* Aim: Write out, exactly as they appear, only the lines running from the line with "leaves in the photo above." to the final line of the listing; include both.

-------------------------

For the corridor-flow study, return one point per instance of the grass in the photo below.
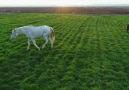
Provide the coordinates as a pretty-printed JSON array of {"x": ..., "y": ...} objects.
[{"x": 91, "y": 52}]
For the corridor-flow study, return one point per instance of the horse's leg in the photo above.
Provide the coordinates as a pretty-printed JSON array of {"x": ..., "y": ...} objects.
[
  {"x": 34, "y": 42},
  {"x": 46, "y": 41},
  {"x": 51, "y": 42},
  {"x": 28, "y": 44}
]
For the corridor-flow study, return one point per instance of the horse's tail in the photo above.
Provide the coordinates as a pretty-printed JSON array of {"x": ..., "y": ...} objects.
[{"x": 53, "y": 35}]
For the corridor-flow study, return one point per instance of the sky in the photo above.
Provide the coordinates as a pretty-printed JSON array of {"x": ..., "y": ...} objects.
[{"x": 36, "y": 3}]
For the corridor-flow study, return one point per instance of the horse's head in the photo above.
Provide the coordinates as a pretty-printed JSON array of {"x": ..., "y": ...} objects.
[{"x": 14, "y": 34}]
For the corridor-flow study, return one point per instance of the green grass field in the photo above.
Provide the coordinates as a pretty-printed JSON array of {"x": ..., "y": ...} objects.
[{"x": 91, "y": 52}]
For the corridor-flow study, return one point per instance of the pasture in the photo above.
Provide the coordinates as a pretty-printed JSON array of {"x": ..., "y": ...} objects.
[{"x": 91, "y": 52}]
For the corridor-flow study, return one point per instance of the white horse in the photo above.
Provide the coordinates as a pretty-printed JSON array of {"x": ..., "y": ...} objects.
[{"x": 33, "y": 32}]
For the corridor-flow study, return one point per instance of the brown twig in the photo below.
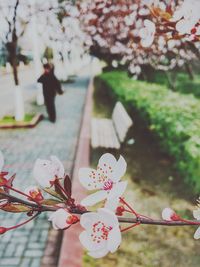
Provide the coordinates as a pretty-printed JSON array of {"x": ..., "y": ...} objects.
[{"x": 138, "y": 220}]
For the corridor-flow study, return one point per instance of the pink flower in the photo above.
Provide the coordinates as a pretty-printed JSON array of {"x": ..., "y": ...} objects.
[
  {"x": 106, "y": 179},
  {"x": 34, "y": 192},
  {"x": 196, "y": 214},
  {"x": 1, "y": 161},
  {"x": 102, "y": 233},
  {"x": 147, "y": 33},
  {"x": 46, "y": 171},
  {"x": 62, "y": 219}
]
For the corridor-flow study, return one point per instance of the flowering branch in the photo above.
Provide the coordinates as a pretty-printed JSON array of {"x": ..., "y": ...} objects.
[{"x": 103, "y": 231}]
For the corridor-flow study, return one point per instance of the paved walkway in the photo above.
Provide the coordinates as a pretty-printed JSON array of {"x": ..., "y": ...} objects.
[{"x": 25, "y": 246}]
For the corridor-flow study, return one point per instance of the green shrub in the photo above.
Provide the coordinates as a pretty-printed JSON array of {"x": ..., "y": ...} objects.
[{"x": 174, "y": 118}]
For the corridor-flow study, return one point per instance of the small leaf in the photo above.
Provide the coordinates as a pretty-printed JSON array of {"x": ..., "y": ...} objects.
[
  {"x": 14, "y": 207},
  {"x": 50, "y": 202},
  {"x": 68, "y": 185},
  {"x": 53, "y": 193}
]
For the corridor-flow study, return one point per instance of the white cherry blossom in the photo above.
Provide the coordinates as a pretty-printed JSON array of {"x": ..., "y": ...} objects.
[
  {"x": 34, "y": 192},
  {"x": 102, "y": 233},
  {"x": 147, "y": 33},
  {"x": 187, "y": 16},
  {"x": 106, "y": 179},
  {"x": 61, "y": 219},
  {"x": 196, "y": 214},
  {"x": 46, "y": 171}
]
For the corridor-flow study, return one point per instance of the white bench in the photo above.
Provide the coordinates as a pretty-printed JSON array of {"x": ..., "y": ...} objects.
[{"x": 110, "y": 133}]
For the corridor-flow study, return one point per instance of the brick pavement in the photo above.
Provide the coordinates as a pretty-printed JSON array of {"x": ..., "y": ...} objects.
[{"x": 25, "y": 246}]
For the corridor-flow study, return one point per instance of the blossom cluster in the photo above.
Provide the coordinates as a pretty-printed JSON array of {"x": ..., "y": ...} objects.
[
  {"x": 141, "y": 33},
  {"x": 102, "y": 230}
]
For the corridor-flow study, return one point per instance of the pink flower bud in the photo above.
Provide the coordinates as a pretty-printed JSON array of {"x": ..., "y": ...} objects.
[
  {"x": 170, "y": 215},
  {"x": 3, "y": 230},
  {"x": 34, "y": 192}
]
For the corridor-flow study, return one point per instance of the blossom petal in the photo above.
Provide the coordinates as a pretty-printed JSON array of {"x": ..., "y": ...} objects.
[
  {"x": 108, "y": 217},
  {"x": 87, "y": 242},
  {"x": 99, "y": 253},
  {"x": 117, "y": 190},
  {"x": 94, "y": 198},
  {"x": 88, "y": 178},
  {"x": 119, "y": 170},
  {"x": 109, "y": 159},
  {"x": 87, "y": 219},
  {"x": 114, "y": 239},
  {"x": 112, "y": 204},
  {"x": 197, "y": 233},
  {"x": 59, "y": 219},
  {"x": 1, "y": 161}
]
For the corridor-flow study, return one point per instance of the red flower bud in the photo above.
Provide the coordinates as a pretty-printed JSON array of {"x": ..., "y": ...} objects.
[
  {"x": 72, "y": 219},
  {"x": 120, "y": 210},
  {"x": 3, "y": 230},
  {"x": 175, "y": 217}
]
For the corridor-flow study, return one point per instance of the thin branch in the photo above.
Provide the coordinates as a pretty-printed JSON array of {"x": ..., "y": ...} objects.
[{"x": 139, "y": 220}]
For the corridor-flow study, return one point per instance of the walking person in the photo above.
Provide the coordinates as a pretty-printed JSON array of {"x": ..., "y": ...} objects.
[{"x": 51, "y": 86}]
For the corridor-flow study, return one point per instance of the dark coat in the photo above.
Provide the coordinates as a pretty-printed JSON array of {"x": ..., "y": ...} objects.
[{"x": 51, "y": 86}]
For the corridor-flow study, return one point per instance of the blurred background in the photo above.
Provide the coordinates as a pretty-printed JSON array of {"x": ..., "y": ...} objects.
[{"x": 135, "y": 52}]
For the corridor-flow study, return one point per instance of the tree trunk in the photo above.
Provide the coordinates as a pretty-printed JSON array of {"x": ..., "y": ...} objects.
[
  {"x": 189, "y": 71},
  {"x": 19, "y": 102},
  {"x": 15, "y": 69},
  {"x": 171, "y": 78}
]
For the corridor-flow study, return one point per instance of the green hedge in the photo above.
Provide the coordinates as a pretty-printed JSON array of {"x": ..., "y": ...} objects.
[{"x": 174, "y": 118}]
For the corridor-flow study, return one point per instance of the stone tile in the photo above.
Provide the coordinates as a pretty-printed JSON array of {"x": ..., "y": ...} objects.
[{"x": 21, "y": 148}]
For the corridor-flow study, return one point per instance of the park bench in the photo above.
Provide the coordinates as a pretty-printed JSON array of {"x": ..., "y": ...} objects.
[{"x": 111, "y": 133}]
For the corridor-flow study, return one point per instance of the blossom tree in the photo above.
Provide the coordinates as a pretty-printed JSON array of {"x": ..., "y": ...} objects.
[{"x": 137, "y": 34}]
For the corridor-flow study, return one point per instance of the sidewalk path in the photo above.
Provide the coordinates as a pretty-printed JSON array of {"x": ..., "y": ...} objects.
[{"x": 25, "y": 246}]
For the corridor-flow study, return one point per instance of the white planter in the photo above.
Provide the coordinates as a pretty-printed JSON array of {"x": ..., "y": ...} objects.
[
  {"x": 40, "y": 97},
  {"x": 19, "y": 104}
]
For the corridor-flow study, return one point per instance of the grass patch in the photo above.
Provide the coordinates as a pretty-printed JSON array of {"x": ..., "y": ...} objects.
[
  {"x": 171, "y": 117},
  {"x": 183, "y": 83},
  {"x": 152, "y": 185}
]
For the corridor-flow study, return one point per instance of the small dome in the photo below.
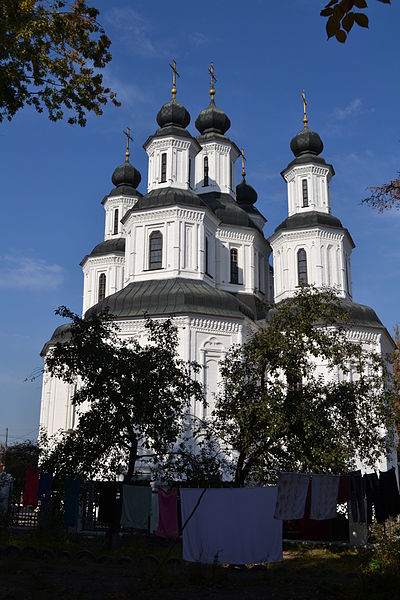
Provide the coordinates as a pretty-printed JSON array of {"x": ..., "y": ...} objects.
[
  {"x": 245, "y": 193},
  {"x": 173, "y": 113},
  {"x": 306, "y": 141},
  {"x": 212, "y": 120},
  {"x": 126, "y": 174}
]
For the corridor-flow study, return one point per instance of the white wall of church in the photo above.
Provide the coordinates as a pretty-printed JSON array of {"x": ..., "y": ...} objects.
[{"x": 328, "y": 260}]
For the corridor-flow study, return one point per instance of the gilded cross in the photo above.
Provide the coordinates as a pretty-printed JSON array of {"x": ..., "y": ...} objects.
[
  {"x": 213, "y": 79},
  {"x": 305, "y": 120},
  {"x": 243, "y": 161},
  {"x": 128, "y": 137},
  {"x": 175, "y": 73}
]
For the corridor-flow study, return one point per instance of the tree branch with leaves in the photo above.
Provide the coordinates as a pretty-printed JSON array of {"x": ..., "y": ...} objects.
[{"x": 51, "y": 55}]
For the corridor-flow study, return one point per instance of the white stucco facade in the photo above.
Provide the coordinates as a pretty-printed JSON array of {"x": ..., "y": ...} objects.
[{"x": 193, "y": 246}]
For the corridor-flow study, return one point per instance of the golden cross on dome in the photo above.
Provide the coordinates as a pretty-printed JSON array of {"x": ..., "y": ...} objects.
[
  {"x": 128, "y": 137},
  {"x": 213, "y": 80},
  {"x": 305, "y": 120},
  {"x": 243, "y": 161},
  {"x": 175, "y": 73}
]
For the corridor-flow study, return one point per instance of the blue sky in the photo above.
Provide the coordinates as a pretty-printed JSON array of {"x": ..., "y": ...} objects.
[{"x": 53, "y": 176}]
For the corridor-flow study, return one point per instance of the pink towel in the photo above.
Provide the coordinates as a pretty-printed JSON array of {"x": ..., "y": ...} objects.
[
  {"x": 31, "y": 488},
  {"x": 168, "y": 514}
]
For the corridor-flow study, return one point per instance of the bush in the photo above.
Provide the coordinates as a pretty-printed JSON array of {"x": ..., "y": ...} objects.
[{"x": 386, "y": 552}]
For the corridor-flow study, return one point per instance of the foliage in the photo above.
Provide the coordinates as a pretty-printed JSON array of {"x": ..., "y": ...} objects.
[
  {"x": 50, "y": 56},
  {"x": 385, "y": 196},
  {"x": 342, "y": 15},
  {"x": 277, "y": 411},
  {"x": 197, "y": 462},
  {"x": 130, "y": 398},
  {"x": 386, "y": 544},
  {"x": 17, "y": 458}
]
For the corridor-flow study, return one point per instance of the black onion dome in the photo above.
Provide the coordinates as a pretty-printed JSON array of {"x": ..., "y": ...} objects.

-------------------------

* Exercise result:
For the corridor-flow study, return one point per instance of the tree branch with leaves in the photo above.
Provide the coordinates as a pretty-printed JSON array of {"x": ..., "y": ...} objects.
[{"x": 51, "y": 55}]
For the corridor-flow study, return one point per instance of the white stucco facade in the photo above.
Provide the coordinates as a pretty-printed JSON array of {"x": ..., "y": ...} objects.
[{"x": 193, "y": 246}]
For the corridor-flow study, return one point per instance of the golden cross on dome in the photo above.
Provide the coordinates as a pretty-printed JSON array of {"x": ..., "y": ...} objects.
[
  {"x": 128, "y": 137},
  {"x": 213, "y": 80},
  {"x": 305, "y": 120},
  {"x": 243, "y": 161},
  {"x": 175, "y": 73}
]
For the corridor-flow study, return one point per instance of the blue sky in the photo above.
Provide the coordinates as a pretty-printed JSON array of {"x": ..., "y": ...} objects.
[{"x": 53, "y": 176}]
For the corridor-flow study, return one point per instance of the pink towel in the photo above.
Provide the coordinates as a pretty-printed JSON array of {"x": ..., "y": ...} objects.
[
  {"x": 31, "y": 488},
  {"x": 168, "y": 514}
]
For the corridor-flow study, return one point per instance of the bush in the photo above.
Provide the coordinates as a pretty-printed JSON array of {"x": ..., "y": ...} objects.
[{"x": 386, "y": 552}]
For the corridor-flow study, return one point per instance of the foliage in the photo above.
Provide the coordinates as a pretty-printed JSON array of {"x": ..., "y": ...} objects.
[
  {"x": 50, "y": 56},
  {"x": 385, "y": 196},
  {"x": 342, "y": 15},
  {"x": 277, "y": 411},
  {"x": 197, "y": 462},
  {"x": 130, "y": 398},
  {"x": 386, "y": 544},
  {"x": 17, "y": 458}
]
For the corridor-flow study, return one point per instance of the black onion dome in the photo above.
Provide the coordinates as a pretty-printed JSON array of {"x": ..., "y": ...} objects.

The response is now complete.